Exactly as they appear, output all of the records. Skip any images.

====

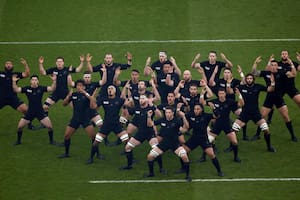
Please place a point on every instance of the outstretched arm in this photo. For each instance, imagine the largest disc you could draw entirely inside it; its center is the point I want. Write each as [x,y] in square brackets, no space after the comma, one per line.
[41,65]
[15,86]
[53,86]
[26,73]
[194,62]
[228,62]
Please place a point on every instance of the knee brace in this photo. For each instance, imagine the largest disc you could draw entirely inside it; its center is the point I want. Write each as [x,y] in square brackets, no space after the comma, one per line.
[124,137]
[182,153]
[123,120]
[99,122]
[99,138]
[153,153]
[264,126]
[236,127]
[210,138]
[130,144]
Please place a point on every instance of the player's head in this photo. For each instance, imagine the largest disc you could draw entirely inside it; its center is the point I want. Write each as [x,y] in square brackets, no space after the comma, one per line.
[284,55]
[8,65]
[171,98]
[169,113]
[87,77]
[187,75]
[143,100]
[212,56]
[198,109]
[108,59]
[273,66]
[167,67]
[227,73]
[222,94]
[135,74]
[79,85]
[249,79]
[34,80]
[162,56]
[60,62]
[141,85]
[111,91]
[193,90]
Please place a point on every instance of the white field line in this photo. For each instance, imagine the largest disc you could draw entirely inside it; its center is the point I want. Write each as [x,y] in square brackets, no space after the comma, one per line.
[195,180]
[148,41]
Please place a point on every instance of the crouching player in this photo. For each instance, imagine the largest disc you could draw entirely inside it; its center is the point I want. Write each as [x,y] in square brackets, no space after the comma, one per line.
[170,133]
[198,121]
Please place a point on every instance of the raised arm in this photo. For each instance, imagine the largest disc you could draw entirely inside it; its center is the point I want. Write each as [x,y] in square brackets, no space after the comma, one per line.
[66,100]
[14,84]
[26,72]
[271,87]
[194,62]
[155,91]
[228,62]
[53,85]
[116,79]
[242,75]
[80,66]
[211,81]
[129,58]
[254,71]
[147,69]
[41,66]
[88,59]
[177,70]
[104,75]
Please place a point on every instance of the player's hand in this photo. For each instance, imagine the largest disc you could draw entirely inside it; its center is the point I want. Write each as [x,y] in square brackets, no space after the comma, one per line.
[223,56]
[128,56]
[148,60]
[298,56]
[239,69]
[150,113]
[198,55]
[216,69]
[41,59]
[103,69]
[81,58]
[257,60]
[88,57]
[172,59]
[15,78]
[53,77]
[203,83]
[23,61]
[271,58]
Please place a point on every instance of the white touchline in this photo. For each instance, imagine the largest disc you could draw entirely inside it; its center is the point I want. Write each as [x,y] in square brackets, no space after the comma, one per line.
[149,41]
[195,180]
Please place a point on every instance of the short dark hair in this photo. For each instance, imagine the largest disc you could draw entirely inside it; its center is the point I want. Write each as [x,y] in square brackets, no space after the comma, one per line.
[220,89]
[60,57]
[212,52]
[79,81]
[34,76]
[227,68]
[135,70]
[249,74]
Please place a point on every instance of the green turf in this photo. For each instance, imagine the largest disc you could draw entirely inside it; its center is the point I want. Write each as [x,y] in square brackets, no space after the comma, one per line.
[32,171]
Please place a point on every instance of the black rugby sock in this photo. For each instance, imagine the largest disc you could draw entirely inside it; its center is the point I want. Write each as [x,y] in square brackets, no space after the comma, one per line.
[216,164]
[290,128]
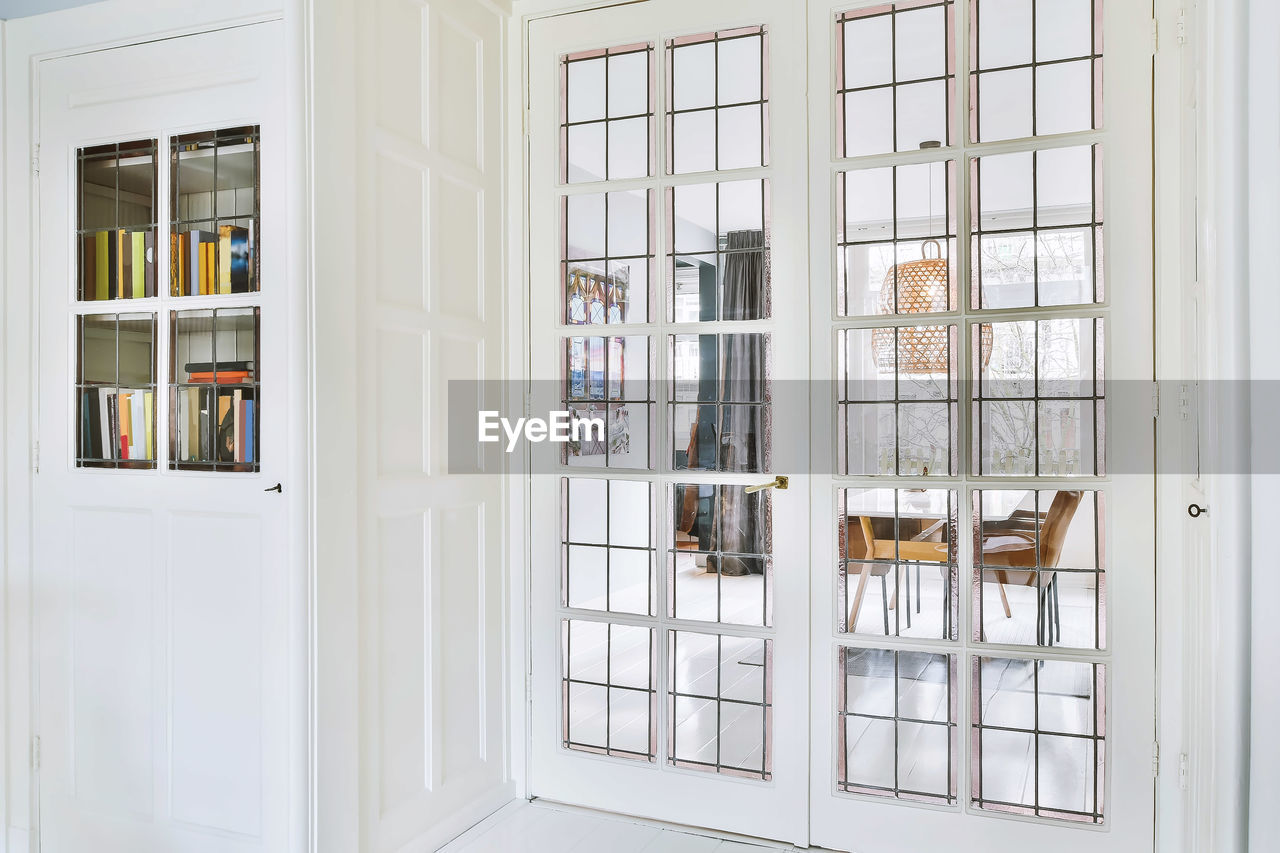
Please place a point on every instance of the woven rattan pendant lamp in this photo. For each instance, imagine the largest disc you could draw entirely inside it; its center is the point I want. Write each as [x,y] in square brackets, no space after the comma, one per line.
[917,287]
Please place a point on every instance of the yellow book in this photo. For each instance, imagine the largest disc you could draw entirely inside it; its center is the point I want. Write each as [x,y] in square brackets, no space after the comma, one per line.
[122,251]
[138,267]
[127,420]
[149,413]
[224,259]
[210,268]
[101,265]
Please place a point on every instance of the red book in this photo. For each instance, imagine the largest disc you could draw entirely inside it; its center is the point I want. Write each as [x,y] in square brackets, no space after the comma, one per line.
[224,377]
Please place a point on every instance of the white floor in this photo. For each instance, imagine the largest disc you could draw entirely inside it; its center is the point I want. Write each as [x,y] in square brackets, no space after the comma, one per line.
[542,828]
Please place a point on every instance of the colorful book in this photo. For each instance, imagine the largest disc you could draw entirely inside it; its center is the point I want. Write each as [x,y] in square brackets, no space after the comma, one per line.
[101,267]
[104,423]
[224,259]
[126,416]
[240,260]
[220,366]
[191,451]
[88,268]
[199,242]
[223,377]
[174,265]
[138,269]
[138,437]
[238,425]
[248,430]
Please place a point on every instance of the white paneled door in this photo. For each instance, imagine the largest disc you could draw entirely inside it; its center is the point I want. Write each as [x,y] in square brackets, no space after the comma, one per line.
[163,552]
[900,252]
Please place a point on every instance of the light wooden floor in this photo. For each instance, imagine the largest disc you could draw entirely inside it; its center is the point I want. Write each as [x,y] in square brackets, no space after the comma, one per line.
[539,828]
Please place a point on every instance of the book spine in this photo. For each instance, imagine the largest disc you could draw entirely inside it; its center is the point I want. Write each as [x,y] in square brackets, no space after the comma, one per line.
[113,415]
[224,259]
[104,424]
[88,269]
[141,428]
[126,422]
[206,418]
[250,438]
[140,264]
[240,427]
[101,267]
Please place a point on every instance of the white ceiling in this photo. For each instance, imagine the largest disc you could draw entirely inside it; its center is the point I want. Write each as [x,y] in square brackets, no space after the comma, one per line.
[27,8]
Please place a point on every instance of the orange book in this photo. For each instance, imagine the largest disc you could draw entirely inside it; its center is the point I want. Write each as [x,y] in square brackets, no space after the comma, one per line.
[224,377]
[126,420]
[206,268]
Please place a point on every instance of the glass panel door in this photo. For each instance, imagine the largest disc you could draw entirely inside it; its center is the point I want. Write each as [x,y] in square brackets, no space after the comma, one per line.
[987,328]
[670,304]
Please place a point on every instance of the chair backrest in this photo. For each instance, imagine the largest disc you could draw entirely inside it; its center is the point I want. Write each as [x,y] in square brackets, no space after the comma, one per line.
[1061,510]
[869,537]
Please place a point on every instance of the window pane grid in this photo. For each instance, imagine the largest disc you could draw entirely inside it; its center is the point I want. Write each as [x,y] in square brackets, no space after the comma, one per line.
[608,381]
[607,689]
[720,565]
[1040,401]
[895,238]
[890,746]
[721,703]
[607,546]
[1036,68]
[608,256]
[1060,231]
[895,68]
[718,267]
[607,112]
[1038,223]
[885,534]
[718,100]
[912,415]
[1055,711]
[721,414]
[1040,548]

====

Full solution:
Please place a point on every instance of the outstretched arm in this photo. For each instance, imagine the largest disc you could draw entirely inside it; its center is the point I want. Write each as [x,y] in square brackets, no space after the comma, one per line.
[41,65]
[15,86]
[53,86]
[26,73]
[194,62]
[228,62]
Please place a point on every instance of the knee brace in this photo. For each instance, imagine the largest disc you could draw entirely inside it; its center is the point I want. Write each as [x,y] in square brackets, no space after the comma, one per line.
[124,137]
[182,153]
[123,120]
[99,122]
[99,138]
[153,153]
[264,126]
[236,127]
[210,138]
[130,144]
Please place a point on every instance of the player's head in this photo. For each instance, imagine the largest disc you could draw entirely inside it; its center is the point I want. Write each as [x,y] in square brackets, no space after the comma, one per line.
[284,55]
[8,65]
[171,98]
[169,113]
[87,77]
[187,75]
[143,100]
[212,56]
[198,109]
[108,59]
[273,66]
[167,67]
[227,73]
[222,94]
[135,74]
[79,85]
[249,79]
[34,80]
[162,56]
[60,62]
[141,85]
[111,91]
[193,90]
Please place a point on every instance of the white field line in this photo. For each instance, imagine the largest disc you could draw entirely inside it; its center is the point I want. Write each as [x,y] in square brackets, no space after the comma, one per line.
[195,180]
[148,41]
Please place a point on every instance of the crouching player in this photo. For each instance, imagine the largest disc you could draw entirely inside it; its center is the point I want. Write each as [x,y] in square brackets, no space after the comma, one per line.
[170,133]
[198,121]
Please place a point on every instance of the raised arm in this photo. For each instance, imagine the largest disc you could draw entirely inside it; its center is the point I want. Write each as [x,y] in square brackets, no space after the comma, one per line.
[66,100]
[14,84]
[26,72]
[271,87]
[194,62]
[155,91]
[228,62]
[53,85]
[116,79]
[242,75]
[80,66]
[211,81]
[129,58]
[254,71]
[147,69]
[41,66]
[88,59]
[177,70]
[104,75]
Please place a point on every instance of the player's hand in this photo. For each instance, imagine the largest disc you could draw entirely inside it; its center is the point I want. Write each as [x,y] in square brackets, no space after the comma, one per line.
[223,56]
[128,56]
[148,60]
[298,56]
[239,69]
[150,113]
[198,55]
[216,69]
[41,59]
[103,69]
[81,58]
[257,60]
[88,57]
[172,59]
[15,78]
[53,77]
[203,83]
[23,61]
[271,58]
Please place a point on every instance of the white touchline in this photo. For each instance, imagine the largest disc you could draw entirely inside it; its center is the point I want. Write each as [x,y] in square brackets, no space after the comma, one per line.
[149,41]
[195,180]
Please place a point on every instance of the short dark hair in this photo. For each instance, imagine the largest disc you could draw entirely inside it; its center is the point I want. Write each as [x,y] in square brackets, no space after the comma, one per line.
[220,89]
[60,57]
[212,52]
[79,81]
[34,76]
[227,68]
[135,70]
[249,74]
Please place a point on every instance of the green turf in this photo. For each instance, imagine the largest disc you could draw entirely inside it; its center is the point I want. Write each as [x,y] in square brackets, no space after the comma, one per line.
[32,171]
Please place a point on every instance of the black rugby sock in this photo. For each instance, imagine the largest disc you could draw entirely inside it; its center is the point I want. Write each as [x,y] in square brackets, no space after the comma, one per line.
[216,164]
[290,128]
Please place a point on every instance of the woven rattan pendant lamp in this photo. For each instance, imagine the largest disc you could draw entirely inside it; its center is the point I want. Write each as [x,y] in square brackets, no space after the comma, one per line.
[917,287]
Please place a point on every instance of the yellow book in this photo. For each instance, imagine the largest disc you could draw entirely inside it; its center is the point I want. Write each as [x,y] in square brackets, no space after the comma, one per line.
[122,251]
[138,267]
[127,420]
[149,413]
[224,259]
[210,268]
[101,265]
Please place a point on every instance of the red book in this photo. For each instance, imagine the largest disc you could draw entirely inside it; its center is the point I want. Write each as [x,y] in square brackets, no space after the comma, one per line.
[224,377]
Please place a point on every instance of the white floor in this photo. For each instance, imagine the largest disc you could draw entirely inside it; its center is the point I want. Write each as [x,y] in square brackets, no space after the comma, one per line.
[542,828]
Please place a point on every instance of the colorful book in this photo. For each instance, imagine the largest disc you could draw entirely inside it; its center is the point I want. Write each as [x,y] in square brackets, no space after the comma, one per line.
[101,267]
[104,423]
[224,259]
[126,416]
[240,260]
[220,366]
[191,451]
[88,268]
[199,242]
[223,377]
[174,265]
[138,269]
[138,437]
[238,425]
[248,430]
Please place a point on every instance of the white paneled door in this photo. For each instance, imagine the largest disc you could draw entirely inside it; its center is the point I want. Write each as [x,y] in square brackets, no space after the comma, one per line.
[163,552]
[900,252]
Please place a point on every instance of the light wooden floor in this photo. For each instance, imagine the largest disc you could draw entirely inside it; its center is the point I want. Write each as [x,y] in square brackets, no space after the comma, one per line.
[539,828]
Please place a point on every instance of the book spine in this photo. For each instance, imagine the largest disc you could draw entirely inside it; its center is the point I want. Write each as [x,y] in square brackets, no space after the comma, one per line.
[113,415]
[224,259]
[104,424]
[88,269]
[141,428]
[126,422]
[206,418]
[250,438]
[140,264]
[240,427]
[101,267]
Please place a point on every instance of the white ceiling in this photo. For each instance, imagine the largest disc you could draw entirely inside it; its center is the point I want. Write each as [x,y] in square brackets, no space after the comma, one per line.
[27,8]
Please place a point on every instance of the orange book in this photo. For each instance, imagine the largest disc you could draw entirely inside it; its center is the point I want. Write each as [x,y] in square brackets, no space after the comma, one per line.
[224,377]
[126,420]
[206,268]
Please place a point on every instance of the glass panel door in this photo. For each instance, imagine the largest disc you could draw entirely inside it; its center is the point I want. Write each as [x,y] in square brackets, no space after the comma, one per line.
[987,328]
[670,304]
Please place a point on every instance of the chair backrest in this photo. For each instance, imagine the largest disc you could draw entirely inside it; its center is the point I want. Write each as [x,y] in square brackets, no space after the comma, one per line.
[1061,510]
[869,537]
Please place a point on every instance of the window pane grid in this photo. For each instance, imagine the largest disc you could draw entirely inside it; its center is the point I want. Write each as [x,y] in square brackets, no space after the comma, one per line.
[608,381]
[607,689]
[720,565]
[1040,401]
[895,238]
[890,746]
[721,703]
[607,546]
[1036,68]
[608,256]
[1060,231]
[895,68]
[718,267]
[607,112]
[1038,223]
[885,534]
[718,100]
[912,415]
[1055,711]
[721,414]
[1040,548]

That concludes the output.